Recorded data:
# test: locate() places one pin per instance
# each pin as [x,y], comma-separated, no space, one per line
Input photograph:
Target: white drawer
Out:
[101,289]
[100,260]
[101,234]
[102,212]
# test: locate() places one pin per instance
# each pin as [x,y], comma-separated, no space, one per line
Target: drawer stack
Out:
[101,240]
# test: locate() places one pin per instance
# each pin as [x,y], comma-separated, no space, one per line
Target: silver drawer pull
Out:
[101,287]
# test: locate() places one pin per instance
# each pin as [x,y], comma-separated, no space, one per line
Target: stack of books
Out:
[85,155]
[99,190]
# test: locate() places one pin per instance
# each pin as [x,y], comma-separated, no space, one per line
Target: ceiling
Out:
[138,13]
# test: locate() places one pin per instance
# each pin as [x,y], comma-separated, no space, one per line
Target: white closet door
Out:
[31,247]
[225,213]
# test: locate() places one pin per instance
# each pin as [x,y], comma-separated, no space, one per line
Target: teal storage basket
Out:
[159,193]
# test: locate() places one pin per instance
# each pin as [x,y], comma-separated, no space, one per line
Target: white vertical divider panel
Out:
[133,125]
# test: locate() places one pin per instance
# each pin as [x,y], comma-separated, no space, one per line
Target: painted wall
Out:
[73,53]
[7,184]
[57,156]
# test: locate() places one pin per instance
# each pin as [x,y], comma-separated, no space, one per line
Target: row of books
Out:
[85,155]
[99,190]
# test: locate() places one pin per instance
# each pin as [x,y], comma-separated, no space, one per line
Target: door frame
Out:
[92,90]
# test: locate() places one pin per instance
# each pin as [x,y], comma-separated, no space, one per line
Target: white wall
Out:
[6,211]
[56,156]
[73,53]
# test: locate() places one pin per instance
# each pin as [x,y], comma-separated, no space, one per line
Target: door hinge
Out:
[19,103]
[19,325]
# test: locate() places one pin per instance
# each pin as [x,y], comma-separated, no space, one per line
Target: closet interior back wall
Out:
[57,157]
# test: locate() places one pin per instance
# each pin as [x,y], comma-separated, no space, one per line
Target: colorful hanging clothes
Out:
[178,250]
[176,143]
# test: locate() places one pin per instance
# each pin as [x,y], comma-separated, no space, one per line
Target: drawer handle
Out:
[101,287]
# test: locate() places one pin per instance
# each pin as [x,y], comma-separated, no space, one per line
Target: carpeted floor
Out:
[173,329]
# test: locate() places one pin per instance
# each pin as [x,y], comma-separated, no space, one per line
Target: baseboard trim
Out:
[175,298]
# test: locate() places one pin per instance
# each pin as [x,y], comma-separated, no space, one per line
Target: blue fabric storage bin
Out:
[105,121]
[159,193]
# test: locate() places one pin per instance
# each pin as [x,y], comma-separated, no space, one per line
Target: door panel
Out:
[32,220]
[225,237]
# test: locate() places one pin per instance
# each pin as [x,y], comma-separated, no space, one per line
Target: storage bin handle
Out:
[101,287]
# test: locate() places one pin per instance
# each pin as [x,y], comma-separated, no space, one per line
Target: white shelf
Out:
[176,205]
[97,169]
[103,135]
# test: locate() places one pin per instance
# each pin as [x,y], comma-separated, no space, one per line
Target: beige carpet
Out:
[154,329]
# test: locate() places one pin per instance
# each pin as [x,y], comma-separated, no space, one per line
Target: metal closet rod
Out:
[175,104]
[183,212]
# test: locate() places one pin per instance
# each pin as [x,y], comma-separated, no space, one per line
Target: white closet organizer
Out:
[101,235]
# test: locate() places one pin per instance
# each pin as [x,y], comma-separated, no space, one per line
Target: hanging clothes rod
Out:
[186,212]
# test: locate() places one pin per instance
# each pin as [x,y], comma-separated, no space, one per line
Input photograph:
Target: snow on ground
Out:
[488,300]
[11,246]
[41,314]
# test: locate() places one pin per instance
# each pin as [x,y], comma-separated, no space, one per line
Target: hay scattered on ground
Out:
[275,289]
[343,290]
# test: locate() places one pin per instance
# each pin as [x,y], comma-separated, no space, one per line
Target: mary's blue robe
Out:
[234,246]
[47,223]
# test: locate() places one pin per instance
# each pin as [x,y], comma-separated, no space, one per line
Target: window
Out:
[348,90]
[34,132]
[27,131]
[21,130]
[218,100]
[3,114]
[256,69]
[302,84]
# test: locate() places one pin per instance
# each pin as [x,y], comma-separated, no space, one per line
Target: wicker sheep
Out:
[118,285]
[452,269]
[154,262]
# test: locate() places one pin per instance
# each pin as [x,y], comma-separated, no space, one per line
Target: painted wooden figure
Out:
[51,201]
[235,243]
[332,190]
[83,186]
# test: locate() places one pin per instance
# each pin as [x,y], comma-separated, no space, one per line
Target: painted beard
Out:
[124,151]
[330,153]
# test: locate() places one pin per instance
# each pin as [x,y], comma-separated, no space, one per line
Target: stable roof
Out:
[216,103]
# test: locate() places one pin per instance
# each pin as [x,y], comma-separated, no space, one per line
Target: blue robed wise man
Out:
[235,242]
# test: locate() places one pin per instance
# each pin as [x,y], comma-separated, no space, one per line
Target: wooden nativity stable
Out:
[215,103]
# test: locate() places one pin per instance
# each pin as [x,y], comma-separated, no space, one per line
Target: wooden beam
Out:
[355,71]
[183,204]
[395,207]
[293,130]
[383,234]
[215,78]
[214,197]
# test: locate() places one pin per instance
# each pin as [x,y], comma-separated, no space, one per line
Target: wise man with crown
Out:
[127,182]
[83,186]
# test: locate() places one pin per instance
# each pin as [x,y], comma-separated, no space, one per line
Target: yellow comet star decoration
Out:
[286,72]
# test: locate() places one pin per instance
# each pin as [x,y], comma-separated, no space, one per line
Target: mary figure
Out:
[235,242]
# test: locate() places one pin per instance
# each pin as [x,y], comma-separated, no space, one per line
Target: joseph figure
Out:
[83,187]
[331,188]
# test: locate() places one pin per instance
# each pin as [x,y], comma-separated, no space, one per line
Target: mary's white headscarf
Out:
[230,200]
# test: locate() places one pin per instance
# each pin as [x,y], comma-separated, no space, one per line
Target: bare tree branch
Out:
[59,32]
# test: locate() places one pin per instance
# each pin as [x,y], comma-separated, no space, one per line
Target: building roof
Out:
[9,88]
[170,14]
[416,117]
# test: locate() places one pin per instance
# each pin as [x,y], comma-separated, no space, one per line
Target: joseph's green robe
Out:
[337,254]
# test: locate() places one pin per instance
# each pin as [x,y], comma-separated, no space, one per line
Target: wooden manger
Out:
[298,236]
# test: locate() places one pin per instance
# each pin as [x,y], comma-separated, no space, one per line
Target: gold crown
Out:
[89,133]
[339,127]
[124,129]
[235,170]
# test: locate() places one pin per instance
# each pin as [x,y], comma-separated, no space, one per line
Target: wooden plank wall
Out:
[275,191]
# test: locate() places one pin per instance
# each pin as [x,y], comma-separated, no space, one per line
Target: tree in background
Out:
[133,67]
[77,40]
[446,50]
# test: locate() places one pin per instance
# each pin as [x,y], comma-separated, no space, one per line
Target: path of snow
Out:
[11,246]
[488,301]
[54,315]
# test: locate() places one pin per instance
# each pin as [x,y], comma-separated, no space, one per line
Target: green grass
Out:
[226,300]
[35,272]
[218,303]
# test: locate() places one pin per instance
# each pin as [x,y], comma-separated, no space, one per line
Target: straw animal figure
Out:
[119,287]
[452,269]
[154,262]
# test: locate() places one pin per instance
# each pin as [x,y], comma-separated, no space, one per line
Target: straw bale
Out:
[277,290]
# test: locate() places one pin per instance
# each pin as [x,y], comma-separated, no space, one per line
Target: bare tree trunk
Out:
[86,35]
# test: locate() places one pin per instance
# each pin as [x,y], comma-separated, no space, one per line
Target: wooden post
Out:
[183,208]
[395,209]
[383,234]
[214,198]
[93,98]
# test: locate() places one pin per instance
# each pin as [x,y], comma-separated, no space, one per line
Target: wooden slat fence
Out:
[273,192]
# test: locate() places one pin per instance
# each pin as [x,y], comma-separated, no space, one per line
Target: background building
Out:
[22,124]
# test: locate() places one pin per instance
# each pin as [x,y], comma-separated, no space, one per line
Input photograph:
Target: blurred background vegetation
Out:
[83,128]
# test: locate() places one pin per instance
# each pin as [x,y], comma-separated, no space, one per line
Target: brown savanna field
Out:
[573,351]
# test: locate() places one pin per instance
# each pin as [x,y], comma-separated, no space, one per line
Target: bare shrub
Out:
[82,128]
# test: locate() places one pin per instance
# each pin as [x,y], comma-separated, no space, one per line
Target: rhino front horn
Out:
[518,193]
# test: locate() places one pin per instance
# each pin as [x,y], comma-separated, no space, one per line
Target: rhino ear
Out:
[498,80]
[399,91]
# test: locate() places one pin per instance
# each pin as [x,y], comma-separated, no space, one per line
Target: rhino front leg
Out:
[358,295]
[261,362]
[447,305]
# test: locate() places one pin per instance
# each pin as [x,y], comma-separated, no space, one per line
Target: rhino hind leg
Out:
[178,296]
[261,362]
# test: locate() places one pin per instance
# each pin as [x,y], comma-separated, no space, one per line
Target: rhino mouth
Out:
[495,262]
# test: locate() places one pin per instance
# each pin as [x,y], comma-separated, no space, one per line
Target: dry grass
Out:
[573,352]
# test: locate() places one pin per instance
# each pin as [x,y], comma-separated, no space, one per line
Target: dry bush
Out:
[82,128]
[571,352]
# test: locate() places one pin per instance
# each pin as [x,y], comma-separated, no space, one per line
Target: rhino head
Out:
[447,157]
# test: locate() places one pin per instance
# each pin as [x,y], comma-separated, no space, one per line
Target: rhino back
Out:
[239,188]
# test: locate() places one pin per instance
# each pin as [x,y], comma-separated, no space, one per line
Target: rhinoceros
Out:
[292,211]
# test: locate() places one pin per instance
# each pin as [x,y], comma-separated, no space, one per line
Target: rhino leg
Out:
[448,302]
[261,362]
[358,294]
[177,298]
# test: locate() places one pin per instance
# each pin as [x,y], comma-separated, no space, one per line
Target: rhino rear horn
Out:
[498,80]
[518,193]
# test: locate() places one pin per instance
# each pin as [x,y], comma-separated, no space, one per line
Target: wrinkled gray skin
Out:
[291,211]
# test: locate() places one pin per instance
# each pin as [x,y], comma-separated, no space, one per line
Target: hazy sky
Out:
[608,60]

* * *

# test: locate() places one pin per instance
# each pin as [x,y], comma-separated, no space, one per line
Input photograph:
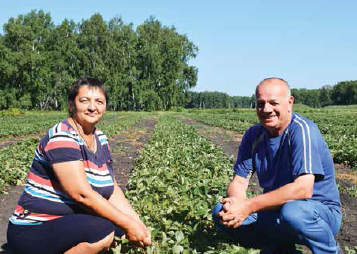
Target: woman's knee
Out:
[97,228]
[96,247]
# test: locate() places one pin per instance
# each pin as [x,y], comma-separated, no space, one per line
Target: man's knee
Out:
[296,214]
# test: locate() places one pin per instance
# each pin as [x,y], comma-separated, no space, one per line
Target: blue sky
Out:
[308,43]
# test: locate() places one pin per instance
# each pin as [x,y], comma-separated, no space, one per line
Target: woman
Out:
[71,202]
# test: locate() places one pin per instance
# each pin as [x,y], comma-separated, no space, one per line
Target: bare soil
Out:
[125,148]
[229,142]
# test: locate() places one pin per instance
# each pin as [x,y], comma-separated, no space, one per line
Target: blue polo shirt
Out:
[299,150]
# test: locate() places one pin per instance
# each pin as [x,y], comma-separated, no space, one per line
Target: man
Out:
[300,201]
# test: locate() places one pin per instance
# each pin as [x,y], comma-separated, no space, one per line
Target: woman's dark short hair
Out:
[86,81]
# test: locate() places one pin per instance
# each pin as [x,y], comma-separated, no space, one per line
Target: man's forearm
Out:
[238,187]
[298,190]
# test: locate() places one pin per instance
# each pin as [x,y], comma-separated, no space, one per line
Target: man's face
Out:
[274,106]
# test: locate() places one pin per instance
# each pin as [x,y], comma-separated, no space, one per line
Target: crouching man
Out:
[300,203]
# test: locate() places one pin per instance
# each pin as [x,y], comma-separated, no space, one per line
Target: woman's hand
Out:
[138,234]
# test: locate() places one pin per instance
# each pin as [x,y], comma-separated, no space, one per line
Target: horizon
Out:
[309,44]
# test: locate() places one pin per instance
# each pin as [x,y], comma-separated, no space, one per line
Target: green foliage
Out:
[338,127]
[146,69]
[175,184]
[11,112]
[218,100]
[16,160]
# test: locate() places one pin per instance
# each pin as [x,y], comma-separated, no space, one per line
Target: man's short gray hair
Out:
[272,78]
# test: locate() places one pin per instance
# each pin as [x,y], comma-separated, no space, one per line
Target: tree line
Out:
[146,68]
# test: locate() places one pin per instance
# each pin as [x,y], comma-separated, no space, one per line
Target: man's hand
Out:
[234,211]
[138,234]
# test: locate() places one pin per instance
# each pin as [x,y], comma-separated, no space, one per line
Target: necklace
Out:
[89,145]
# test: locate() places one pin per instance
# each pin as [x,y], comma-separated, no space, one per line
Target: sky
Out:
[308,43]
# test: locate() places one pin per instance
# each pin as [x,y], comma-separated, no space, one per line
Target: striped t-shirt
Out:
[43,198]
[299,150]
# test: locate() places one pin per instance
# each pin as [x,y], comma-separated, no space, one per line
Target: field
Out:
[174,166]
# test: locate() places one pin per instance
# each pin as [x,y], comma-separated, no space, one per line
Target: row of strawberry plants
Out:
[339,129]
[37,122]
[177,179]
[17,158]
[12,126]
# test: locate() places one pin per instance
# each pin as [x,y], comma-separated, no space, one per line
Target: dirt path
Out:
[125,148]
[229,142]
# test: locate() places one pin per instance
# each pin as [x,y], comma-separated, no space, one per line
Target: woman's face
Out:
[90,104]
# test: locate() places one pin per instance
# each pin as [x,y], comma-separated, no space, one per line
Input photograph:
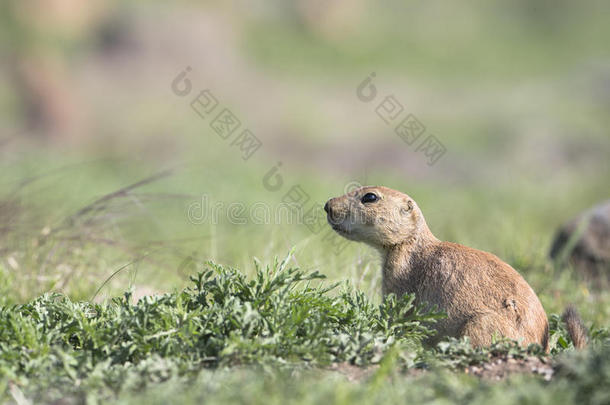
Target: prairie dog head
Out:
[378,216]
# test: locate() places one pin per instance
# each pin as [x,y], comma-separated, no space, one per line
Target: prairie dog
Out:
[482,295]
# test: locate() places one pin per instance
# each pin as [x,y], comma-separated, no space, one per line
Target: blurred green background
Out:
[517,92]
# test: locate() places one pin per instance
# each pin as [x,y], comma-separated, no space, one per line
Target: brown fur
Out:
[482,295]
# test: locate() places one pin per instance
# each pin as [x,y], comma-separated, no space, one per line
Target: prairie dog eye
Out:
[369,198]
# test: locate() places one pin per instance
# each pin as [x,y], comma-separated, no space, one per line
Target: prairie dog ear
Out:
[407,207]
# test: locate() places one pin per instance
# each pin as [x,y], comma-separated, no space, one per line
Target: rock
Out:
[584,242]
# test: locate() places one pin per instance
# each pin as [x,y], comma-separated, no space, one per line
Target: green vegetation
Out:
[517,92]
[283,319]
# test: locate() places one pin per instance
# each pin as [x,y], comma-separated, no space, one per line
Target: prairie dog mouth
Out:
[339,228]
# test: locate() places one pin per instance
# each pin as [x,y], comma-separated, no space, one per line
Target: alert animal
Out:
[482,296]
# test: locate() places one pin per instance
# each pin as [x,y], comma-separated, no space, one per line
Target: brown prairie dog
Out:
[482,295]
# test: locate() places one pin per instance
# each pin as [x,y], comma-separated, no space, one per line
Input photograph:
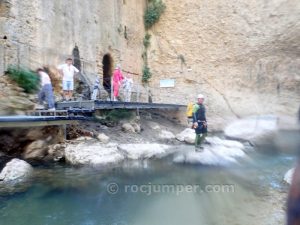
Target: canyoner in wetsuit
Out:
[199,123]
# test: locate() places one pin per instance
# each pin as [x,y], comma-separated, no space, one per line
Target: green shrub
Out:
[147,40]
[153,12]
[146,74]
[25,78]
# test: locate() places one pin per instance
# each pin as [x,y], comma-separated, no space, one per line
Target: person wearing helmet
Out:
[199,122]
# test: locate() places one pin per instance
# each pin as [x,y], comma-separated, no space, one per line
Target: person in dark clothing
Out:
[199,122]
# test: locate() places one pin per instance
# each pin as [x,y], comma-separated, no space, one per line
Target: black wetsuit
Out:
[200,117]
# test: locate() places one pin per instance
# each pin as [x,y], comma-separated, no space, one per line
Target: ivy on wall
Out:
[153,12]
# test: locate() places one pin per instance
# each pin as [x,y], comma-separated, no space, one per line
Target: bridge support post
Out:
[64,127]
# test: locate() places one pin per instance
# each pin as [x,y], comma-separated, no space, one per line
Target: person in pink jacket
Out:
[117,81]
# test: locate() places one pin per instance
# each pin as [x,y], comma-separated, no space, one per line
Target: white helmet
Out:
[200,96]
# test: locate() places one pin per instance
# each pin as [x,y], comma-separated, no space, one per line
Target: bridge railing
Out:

_PROBLEM REQUIREMENTS_
Count how many lines in the material above contain the string "closet", treating uppercase and lowercase as different. Reply with the number alone.

_COMPLETE ANSWER_
4